Work to complete –
1. Answer these questions about the review of Into the Woods.
(a) Which character disobeys the witch to leave the safety of her tower?
(b) What is the title of one of the last songs?
(c) Whose version of Cinderella does the movie follow to every gruesome detail?
2. Revise the entries from the line with "If you could locate the puddle" up to and including the line with "(1120, 223)", changing "camouflage" to "knit" and leaving everything else as it is. Give back only those lines.

Quoted text –
■ ■ ■ ■ ■

However, no one can avoid the woods. Characters either want to or must face their struggles. In one scene, Cinderella considers staying out of the woods and remaining with her stepmother as a servant: “There’s nothing to choose, so there’s nothing to lose,” she sings. However, she desires freedom from her oppressive family more. Rapunzel disobeys the witch to leave the safety of her tower and live with her prince. While characters could remain in the status quo, they yearn for the change of the woods—even though it holds danger, as well.
While I won’t give away the ending, the final movement suggests that while the characters must face the woods and fight the curse, they can still find comfort in working together and sharing their stories. This message, while partially true, still rings hollow: Banding up in brotherhood may overthrow one curse, but the woods will threaten the characters for the rest of their lives. They will always worry that one day, they might be forced to return. Even one of the last songs, “No one is Alone,” does not seem comforting. While “someone is on our side,” Cinderella sings that we should “decide what’s right.” This seems to ignore the fact that the characters have been “deciding what is right” in their own eyes for the entire movie—much to their detriment.
In the end, Sondheim turns the classic genres of the fairytale and the musical on their heads. The result is sometimes profound. Not every ending ties up in a neat Disney bow. Still, the behemoth of Disney philosophy lurks in the background: Teamwork and self-determination is all that humanity needs. Perhaps the film echoes the Grimm brothers’ version of Cinderella, which the movie follows to every gruesome detail. The characters may receive their dreams, but every dream, and every human action, comes with a cost. While Into the Woods acknowledges the wonder and allegorical power of fairytales, it bears a darker side—a side worth consideration.

■ ■ ■ ■ ■

Given entries –
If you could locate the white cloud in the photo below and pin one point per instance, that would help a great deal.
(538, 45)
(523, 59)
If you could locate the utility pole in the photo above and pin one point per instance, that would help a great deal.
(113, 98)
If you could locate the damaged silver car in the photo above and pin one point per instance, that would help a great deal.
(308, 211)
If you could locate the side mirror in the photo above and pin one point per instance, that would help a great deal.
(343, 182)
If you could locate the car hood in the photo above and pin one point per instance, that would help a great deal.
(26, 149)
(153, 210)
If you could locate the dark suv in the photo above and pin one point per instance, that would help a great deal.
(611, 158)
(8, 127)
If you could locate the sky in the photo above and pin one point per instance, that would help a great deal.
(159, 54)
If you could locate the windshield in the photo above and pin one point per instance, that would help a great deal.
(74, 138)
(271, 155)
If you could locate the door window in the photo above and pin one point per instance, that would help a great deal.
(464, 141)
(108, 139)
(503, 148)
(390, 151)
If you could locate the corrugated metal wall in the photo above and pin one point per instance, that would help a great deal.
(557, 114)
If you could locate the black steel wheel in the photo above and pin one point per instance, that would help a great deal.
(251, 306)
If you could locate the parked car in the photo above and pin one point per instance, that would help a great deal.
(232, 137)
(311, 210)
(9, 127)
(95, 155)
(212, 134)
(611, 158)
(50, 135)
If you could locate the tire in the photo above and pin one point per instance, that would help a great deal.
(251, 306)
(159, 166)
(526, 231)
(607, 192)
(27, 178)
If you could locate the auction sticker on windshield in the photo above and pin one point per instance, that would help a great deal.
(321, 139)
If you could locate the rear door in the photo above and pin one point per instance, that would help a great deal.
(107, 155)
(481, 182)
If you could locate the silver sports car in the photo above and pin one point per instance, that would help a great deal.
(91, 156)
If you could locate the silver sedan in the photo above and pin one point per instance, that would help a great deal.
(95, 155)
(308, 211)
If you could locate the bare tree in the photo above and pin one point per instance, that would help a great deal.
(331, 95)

■ ■ ■ ■ ■

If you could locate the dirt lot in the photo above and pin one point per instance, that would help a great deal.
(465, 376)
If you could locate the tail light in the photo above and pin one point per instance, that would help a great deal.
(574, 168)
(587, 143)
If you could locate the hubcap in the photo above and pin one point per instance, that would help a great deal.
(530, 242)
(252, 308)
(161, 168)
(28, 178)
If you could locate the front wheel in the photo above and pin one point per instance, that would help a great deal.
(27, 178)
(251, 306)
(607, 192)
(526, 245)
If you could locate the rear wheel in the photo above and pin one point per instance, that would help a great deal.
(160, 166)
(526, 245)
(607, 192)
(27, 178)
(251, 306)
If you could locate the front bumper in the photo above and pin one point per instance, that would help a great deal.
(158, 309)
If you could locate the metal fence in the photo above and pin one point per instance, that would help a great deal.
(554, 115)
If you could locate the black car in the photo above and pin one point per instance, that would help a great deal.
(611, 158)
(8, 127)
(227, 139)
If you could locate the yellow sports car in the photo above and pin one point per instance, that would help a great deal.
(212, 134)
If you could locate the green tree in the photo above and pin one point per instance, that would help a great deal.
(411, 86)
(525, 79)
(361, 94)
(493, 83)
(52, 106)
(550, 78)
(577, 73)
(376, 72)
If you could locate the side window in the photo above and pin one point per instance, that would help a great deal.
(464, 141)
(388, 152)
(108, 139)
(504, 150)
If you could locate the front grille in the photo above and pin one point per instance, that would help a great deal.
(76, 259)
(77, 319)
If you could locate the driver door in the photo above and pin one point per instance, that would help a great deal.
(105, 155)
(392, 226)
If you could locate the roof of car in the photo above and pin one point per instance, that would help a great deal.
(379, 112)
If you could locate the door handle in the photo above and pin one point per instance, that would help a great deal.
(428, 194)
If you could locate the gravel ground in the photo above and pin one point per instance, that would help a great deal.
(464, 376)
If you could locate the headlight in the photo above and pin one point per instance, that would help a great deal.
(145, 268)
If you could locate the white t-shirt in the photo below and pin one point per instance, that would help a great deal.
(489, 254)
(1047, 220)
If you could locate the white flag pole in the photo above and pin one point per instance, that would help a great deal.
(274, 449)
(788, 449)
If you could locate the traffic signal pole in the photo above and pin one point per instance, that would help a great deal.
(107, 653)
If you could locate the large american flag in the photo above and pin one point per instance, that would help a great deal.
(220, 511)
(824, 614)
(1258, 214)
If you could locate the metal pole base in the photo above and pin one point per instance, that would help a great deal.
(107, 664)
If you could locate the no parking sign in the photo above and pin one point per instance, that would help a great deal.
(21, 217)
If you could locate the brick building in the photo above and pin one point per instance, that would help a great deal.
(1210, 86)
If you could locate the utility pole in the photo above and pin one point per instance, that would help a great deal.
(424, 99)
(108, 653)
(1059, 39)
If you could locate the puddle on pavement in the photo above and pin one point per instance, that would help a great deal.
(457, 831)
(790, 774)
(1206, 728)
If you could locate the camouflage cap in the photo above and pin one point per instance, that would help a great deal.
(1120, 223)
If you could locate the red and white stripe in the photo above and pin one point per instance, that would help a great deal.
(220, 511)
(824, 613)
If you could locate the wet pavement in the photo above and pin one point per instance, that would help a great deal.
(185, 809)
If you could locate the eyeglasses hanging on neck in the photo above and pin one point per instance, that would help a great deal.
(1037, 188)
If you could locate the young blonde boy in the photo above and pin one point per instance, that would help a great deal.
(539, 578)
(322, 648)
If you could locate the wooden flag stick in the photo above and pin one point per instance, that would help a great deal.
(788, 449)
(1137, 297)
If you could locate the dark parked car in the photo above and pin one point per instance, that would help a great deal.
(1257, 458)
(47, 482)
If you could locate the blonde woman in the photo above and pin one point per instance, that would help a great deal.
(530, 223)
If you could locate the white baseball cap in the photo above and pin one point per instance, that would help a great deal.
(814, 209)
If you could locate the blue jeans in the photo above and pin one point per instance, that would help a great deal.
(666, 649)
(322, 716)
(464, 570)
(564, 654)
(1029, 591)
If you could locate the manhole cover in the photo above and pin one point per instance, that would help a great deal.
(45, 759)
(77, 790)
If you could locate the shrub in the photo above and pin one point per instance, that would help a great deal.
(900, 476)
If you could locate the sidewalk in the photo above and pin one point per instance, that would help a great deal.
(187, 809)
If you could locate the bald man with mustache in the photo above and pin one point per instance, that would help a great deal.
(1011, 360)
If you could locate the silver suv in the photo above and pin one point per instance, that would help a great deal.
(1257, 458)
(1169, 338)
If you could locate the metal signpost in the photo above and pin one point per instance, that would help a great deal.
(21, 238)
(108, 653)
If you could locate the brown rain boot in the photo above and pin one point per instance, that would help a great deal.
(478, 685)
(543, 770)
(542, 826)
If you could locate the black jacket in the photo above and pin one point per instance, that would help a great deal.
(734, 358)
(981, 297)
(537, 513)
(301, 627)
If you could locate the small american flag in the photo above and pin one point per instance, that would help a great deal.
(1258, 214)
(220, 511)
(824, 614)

■ ■ ■ ■ ■

Outputs –
1.
(a) Rapunzel
(b) "No one is Alone"
(c) The Grimm brothers'

2.
If you could locate the puddle on pavement in the photo above and pin one point per instance, that would help a great deal.
(457, 831)
(790, 774)
(1206, 728)
If you could locate the knit cap in the photo above and pin one point per instance, that would help a great deal.
(1120, 223)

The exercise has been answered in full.